**TASK SET:**
1 - Quote everything in the SPARK-36519 issue notice from "RocksDB provides backward" down to "new Spark version.".
2 - Answer these questions from the SPARK-36519 issue notice below.
(a) Which component is listed for the issue?
(b) Which version is given as affected?
(c) According to the description, what kind of compatibility does RocksDB not always provide?
== EXTRACT
You are viewing a plain text version of this content. The canonical link for it is here.
Posted to issues@spark.apache.org by "Shixiong Zhu (Jira)" <ji...@apache.org> on 2021/08/16 07:29:00 UTC

[jira] [Created] (SPARK-36519) Store the RocksDB format in the checkpoint for a streaming query

Shixiong Zhu created SPARK-36519:
------------------------------------

             Summary: Store the RocksDB format in the checkpoint for a streaming query
                 Key: SPARK-36519
                 URL: https://issues.apache.org/jira/browse/SPARK-36519
             Project: Spark
          Issue Type: Improvement
          Components: Structured Streaming
    Affects Versions: 3.2.0
            Reporter: Shixiong Zhu
            Assignee: Shixiong Zhu


RocksDB provides backward compatibility but it doesn't always provide forward compatibility. It's better to store the RocksDB format version in the checkpoint so that it would give us more information to provide the rollback guarantee when we upgrade the RocksDB version that may introduce incompatible change in a new Spark version.
====
== DATASET EXCERPTS
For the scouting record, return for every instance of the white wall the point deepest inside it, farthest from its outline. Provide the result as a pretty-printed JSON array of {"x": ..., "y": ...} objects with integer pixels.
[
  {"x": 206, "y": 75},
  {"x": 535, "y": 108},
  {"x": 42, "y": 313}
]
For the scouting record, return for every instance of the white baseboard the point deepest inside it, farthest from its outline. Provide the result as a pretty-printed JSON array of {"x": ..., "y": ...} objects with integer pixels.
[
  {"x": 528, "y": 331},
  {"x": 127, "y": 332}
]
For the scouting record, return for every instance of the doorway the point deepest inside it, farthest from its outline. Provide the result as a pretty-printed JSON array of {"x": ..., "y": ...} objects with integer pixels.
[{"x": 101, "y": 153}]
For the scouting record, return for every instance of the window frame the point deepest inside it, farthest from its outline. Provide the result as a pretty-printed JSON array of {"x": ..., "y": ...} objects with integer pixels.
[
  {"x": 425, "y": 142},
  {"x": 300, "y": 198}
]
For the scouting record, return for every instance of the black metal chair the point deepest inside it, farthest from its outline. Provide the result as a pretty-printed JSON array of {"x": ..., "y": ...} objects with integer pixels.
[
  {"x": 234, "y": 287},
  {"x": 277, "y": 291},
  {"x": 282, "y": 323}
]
====
**RESULTS FOR EACH TASK:**
1 -
RocksDB provides backward compatibility but it doesn't always provide forward compatibility. It's better to store the RocksDB format version in the checkpoint so that it would give us more information to provide the rollback guarantee when we upgrade the RocksDB version that may introduce incompatible change in a new Spark version.

2 -
(a) Structured Streaming
(b) 3.2.0
(c) Forward compatibility